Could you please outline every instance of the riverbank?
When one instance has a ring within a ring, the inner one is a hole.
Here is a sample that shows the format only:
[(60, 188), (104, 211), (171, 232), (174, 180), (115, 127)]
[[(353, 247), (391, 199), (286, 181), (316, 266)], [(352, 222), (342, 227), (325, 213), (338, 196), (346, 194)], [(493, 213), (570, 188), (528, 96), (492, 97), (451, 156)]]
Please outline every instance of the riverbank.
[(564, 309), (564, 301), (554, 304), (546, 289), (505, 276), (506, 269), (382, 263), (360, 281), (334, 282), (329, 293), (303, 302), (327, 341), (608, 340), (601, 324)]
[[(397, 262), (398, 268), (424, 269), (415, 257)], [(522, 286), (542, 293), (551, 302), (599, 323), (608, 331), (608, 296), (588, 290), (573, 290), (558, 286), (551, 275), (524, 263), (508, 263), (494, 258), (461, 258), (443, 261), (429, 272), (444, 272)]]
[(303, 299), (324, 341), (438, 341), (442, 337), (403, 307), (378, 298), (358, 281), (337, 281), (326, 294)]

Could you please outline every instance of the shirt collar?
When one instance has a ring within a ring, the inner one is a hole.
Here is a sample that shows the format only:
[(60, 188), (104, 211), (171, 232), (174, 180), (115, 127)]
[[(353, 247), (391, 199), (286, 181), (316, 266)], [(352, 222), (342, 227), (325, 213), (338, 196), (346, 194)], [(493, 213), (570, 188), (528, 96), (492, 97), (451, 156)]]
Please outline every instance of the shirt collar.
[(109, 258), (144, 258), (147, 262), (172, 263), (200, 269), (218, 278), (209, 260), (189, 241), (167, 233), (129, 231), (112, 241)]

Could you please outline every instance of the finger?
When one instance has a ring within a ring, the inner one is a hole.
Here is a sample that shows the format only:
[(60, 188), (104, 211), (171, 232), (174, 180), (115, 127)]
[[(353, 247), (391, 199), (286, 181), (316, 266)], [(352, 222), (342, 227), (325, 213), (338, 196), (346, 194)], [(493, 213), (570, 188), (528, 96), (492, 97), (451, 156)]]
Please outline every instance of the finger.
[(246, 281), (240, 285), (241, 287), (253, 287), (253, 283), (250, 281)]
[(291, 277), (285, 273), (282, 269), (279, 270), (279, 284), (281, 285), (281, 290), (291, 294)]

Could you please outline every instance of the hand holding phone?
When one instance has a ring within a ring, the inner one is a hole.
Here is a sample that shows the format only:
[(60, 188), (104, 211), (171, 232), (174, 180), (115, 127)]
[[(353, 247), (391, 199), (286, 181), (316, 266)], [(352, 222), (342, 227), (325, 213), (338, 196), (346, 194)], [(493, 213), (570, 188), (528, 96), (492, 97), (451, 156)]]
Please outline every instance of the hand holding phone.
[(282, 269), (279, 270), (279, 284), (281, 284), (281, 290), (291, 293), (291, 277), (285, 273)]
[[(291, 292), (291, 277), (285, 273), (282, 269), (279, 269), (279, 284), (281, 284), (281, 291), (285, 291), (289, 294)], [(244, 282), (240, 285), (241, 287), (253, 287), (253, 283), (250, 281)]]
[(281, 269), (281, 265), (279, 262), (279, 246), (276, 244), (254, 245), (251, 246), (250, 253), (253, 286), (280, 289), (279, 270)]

TASK BRIEF:
Repeat word for word the lines running from the line containing "Please outline every instance of the finger." to the end of the entries above, inclusive.

REPLY:
Please outline every instance of the finger.
[(246, 281), (240, 285), (241, 287), (253, 287), (253, 283), (250, 281)]
[(291, 277), (285, 273), (282, 269), (279, 270), (279, 284), (281, 285), (281, 290), (291, 294)]

Could you please outline every instance of the hand holding phone?
When one instance has a ring within a ring, the inner one is a hole.
Here is a sample that shows the format only:
[(60, 188), (104, 211), (171, 232), (174, 180), (115, 127)]
[[(353, 247), (391, 199), (286, 181), (316, 266)], [(352, 222), (342, 227), (325, 213), (338, 196), (346, 194)], [(493, 213), (570, 188), (528, 96), (492, 97), (451, 156)]]
Please outline every instance of the hand holding phone.
[(282, 269), (279, 270), (279, 284), (281, 284), (281, 290), (291, 293), (291, 277), (285, 273)]
[[(291, 292), (291, 277), (285, 273), (282, 269), (279, 269), (279, 284), (281, 284), (281, 291), (285, 291), (289, 294)], [(244, 282), (240, 285), (241, 287), (253, 287), (253, 283), (250, 281)]]
[(281, 269), (281, 265), (279, 262), (279, 246), (276, 244), (254, 245), (251, 246), (250, 253), (253, 286), (280, 289), (279, 270)]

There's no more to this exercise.